“satu orang penakut ditambah satu orang penakut
sama dengan dua orang pemberani”
– Prof. Dr. H. Muhammad Ali Ramdhani, S.TP., M.T
Kalimat yang cukup jenaka, tapi juga paradoks secara matematis sekaligus menjadi kebenaran secara sosial. Secara aritmatika, penjumlahan dua entitas serupa memang, semestinya menghasilkan penggandaan kuantitatif. Hal lain ketika berbicara dalam praktek hidup, ketika dua individu yang masing-masing tercirikan oleh keragu-raguan bersatu dalam suatu keputusan kolektif (jama’ah), tercipta fenomena kualitatif baru: ‘keberanian’. Transformasi yang kadang hanya dianggap alakadar metafora, padahal juga merupakan peristiwa ontologis dalam istilah Alain Badiou.

Tugas A:
Saring catatan di bawah dan salin setiap baris yang memuat kata "baboon". Huruf besar dan kecil dibedakan.

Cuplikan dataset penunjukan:

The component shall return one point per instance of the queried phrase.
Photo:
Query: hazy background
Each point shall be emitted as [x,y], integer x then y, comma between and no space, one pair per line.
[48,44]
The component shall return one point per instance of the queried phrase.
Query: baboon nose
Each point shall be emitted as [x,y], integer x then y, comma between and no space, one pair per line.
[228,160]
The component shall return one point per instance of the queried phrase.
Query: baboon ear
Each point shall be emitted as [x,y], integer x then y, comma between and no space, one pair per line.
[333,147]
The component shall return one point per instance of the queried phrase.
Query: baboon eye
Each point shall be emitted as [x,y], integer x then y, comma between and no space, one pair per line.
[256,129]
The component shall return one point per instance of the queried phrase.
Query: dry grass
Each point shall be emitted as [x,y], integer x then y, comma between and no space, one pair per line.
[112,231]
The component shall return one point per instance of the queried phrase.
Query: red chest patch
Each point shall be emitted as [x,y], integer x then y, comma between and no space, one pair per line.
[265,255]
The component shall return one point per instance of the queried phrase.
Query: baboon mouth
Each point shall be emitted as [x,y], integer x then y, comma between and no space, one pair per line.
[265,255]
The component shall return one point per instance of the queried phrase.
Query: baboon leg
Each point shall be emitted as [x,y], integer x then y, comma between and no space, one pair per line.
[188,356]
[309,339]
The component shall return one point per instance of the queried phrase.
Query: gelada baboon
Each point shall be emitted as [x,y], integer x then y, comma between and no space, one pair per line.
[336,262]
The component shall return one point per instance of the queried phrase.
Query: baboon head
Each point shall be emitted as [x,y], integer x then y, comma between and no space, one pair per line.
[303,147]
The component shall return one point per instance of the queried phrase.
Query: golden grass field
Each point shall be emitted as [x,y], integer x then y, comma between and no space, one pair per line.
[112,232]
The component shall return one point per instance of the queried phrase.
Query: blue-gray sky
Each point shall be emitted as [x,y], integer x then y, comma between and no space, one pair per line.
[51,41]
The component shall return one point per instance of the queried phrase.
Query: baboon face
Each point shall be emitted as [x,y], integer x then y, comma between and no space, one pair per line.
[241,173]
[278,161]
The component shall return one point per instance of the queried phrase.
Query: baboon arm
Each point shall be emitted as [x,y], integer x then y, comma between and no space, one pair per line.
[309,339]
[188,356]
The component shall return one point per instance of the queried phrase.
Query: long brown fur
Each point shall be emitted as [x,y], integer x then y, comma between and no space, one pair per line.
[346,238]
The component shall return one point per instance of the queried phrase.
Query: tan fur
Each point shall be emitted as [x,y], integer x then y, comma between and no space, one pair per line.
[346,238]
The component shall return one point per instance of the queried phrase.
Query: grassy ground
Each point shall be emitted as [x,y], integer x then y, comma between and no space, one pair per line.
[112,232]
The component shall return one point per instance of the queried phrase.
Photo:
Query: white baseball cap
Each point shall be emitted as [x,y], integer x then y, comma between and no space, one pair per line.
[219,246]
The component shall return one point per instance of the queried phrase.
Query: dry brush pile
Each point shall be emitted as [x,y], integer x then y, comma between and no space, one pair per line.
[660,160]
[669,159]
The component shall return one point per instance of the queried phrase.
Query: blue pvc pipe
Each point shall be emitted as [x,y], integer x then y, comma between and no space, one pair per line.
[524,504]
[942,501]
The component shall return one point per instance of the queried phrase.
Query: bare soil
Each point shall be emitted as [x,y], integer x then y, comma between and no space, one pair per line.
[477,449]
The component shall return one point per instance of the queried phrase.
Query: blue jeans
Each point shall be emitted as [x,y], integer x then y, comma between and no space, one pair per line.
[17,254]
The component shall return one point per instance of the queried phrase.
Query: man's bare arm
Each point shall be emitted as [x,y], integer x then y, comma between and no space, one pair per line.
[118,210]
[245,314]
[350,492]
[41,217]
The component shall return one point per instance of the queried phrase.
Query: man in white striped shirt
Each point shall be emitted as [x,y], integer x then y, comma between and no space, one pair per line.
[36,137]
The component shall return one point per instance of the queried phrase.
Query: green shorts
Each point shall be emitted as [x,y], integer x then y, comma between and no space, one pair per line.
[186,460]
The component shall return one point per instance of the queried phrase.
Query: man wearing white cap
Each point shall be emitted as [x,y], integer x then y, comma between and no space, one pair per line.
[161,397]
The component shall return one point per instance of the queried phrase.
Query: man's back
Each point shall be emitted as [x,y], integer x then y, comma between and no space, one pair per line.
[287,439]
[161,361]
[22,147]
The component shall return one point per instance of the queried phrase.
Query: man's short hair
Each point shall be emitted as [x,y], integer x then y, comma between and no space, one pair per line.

Tugas B:
Jawab pertanyaan berikut berdasarkan teks sumber di atas.
(i) Menurut kutipan di awal, satu orang penakut ditambah satu orang penakut sama dengan apa?
(ii) Fenomena kualitatif baru apa yang tercipta ketika dua individu yang ragu-ragu bersatu dalam keputusan kolektif?
(iii) Transformasi itu merupakan peristiwa ontologis dalam istilah siapa?

Jawaban Benar A:
Query: baboon nose
Query: baboon ear
Query: baboon eye
Query: baboon mouth
Query: baboon leg
Query: gelada baboon
Query: baboon head
Query: baboon face
Query: baboon arm

Jawaban Benar B:
(i) Dua orang pemberani.
(ii) Keberanian.
(iii) Alain Badiou.